= Given exercise =
Exactly as they appear, output all of the entries.

━━━━━ Dataset excerpts ━━━━━

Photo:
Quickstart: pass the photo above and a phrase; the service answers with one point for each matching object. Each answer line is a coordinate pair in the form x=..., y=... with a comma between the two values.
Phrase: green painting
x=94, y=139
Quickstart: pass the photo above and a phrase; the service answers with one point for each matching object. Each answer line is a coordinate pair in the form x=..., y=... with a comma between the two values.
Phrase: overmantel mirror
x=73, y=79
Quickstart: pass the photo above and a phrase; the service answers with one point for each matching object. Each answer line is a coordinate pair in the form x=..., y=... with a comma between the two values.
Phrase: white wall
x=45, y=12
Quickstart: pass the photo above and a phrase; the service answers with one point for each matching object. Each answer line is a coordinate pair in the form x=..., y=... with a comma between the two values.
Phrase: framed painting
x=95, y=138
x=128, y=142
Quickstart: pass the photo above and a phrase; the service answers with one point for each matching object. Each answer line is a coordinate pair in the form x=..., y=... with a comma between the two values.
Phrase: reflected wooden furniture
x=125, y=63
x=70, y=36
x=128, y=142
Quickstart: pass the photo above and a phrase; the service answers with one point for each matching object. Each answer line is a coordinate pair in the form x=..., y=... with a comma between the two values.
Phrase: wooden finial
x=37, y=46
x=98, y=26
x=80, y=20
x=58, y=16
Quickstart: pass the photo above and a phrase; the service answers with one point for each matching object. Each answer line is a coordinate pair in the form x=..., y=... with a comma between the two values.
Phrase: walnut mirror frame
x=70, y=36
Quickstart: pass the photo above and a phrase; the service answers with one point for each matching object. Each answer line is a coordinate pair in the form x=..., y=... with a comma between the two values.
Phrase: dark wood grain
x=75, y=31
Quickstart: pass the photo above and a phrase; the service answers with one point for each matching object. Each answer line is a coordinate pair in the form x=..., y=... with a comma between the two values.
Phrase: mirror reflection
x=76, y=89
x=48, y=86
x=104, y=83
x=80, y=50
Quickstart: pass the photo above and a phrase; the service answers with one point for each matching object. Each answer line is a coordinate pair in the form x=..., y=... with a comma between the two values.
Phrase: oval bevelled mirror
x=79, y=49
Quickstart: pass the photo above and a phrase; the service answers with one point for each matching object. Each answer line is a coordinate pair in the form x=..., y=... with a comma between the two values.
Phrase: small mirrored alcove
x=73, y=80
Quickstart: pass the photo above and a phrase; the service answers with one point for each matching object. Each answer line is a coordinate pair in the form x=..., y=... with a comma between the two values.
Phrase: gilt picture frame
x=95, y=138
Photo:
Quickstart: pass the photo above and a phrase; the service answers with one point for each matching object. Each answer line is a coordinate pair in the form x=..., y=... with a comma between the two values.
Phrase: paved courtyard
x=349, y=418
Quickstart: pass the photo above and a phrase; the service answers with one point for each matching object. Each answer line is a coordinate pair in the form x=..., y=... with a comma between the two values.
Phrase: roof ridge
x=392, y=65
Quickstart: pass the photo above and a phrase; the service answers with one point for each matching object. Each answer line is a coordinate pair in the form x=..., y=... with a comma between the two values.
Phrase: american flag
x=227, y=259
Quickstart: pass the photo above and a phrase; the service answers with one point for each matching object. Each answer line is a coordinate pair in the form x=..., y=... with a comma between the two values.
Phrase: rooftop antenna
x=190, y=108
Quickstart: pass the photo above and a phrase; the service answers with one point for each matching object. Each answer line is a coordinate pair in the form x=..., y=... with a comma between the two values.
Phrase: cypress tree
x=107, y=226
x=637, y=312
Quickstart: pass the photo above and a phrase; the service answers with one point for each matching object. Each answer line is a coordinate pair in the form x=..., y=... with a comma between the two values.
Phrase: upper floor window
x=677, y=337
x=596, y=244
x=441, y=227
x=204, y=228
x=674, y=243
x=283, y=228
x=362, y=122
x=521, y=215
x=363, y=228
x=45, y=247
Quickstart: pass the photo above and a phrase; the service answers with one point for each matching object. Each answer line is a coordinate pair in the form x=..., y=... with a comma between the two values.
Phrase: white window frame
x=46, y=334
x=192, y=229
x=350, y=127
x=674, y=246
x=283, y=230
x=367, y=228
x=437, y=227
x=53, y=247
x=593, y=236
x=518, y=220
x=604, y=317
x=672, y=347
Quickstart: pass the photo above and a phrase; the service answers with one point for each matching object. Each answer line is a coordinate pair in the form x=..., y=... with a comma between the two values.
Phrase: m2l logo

━━━━━

= Output below =
Photo:
Quickstart: pass the photo above and a phrase; the service answers with one point for each matching object. Each answer line is a coordinate pair in the form x=..., y=... with a comma between the two values.
Phrase: green painting
x=94, y=139
Quickstart: pass the photo above and a phrase; the service answers with one point for each matching object. Each answer line is a coordinate pair in the form x=..., y=... with a comma between the two values.
Phrase: overmantel mirror
x=73, y=79
Quickstart: pass the photo above and a phrase; the service answers with one point for each matching object. Each answer line is a coordinate pair in the form x=..., y=... with a comma between the two values.
Phrase: white wall
x=45, y=12
Quickstart: pass the photo above and a phrase; the service answers with one point for each matching object. Each answer line is a coordinate pair in the form x=..., y=... with a comma between the two values.
Phrase: framed painting
x=95, y=138
x=128, y=142
Quickstart: pass the photo above and a phrase; the service answers with one point for each matching object. Each answer line is a coordinate pair in the form x=..., y=... with a comma between the two values.
Phrase: reflected wooden furniture
x=125, y=63
x=70, y=36
x=128, y=142
Quickstart: pass the photo above and a phrase; the service answers with one point for each matching object. Each answer line is a coordinate pair in the form x=..., y=... with a comma between the two values.
Phrase: wooden finial
x=37, y=46
x=98, y=26
x=80, y=20
x=58, y=16
Quickstart: pass the photo above and a phrase; the service answers with one point for each matching object. Each answer line is a coordinate pair in the form x=..., y=... with a comma between the two values.
Phrase: walnut mirror frame
x=70, y=36
Quickstart: pass the photo above and a phrase; the service answers with one point for each matching object. Each answer line is a coordinate pair in the form x=..., y=... with a comma between the two values.
Phrase: dark wood grain
x=75, y=31
Quickstart: pass the photo above and a phrase; the service answers with one point for each matching object. Each answer line is a coordinate pair in the form x=..., y=... with a comma between the two values.
Phrase: mirror reflection
x=76, y=89
x=48, y=86
x=104, y=83
x=80, y=50
Quickstart: pass the photo above and a phrase; the service answers with one point for each matching object. Each answer line is a coordinate pair in the form x=..., y=... with a comma between the two values.
Phrase: oval bevelled mirror
x=79, y=49
Quickstart: pass the photo above and a phrase; the service answers with one point for each matching object. Each answer line is a coordinate pair in the form x=..., y=... with a comma between the two values.
Phrase: small mirrored alcove
x=73, y=80
Quickstart: pass the photo above and a phrase; the service answers with one point for each matching object. Each answer line is a coordinate pair in the form x=..., y=... with a comma between the two values.
Phrase: gilt picture frame
x=95, y=138
Photo:
Quickstart: pass the photo above and a phrase; the service answers with one point for each matching object. Each answer line is a coordinate pair in the form x=..., y=... with a comma between the two values.
Phrase: paved courtyard
x=349, y=418
Quickstart: pass the photo above and a phrase; the service answers with one point for each matching object. Each answer line is a coordinate pair in the form x=..., y=... with a comma between the two values.
Phrase: roof ridge
x=392, y=65
Quickstart: pass the photo above and a phrase; the service answers with one point for each matching object. Each answer line is a coordinate pair in the form x=..., y=... with a comma between the two values.
Phrase: american flag
x=227, y=259
Quickstart: pass the photo above and a phrase; the service answers with one point for each matching object. Each answer line is a coordinate pair in the form x=..., y=... with a comma between the two values.
Phrase: rooftop antenna
x=190, y=108
Quickstart: pass the photo above and a phrase; the service answers with one point for each matching object. Each answer line is a coordinate pair in the form x=..., y=... with a comma between the two values.
Phrase: cypress tree
x=107, y=226
x=637, y=312
Quickstart: pass the photo above and a phrase; the service answers with one point for each matching object. Each answer line is a coordinate pair in the form x=..., y=... with a comma between the two values.
Phrase: upper floor window
x=677, y=337
x=596, y=244
x=441, y=227
x=204, y=228
x=674, y=243
x=283, y=228
x=362, y=122
x=521, y=215
x=363, y=228
x=45, y=247
Quickstart: pass the photo above and a phrase; the service answers with one point for each matching object. Each answer line is a coordinate pair in the form x=..., y=... with a comma between the two values.
Phrase: white window frame
x=46, y=334
x=192, y=229
x=350, y=127
x=674, y=246
x=283, y=230
x=367, y=228
x=437, y=227
x=53, y=247
x=593, y=236
x=518, y=220
x=604, y=317
x=672, y=347
Quickstart: pass the photo above and a phrase; the service answers with one point for each matching object. Each answer line is a coordinate pair in the form x=..., y=... with a comma between the two values.
Phrase: m2l logo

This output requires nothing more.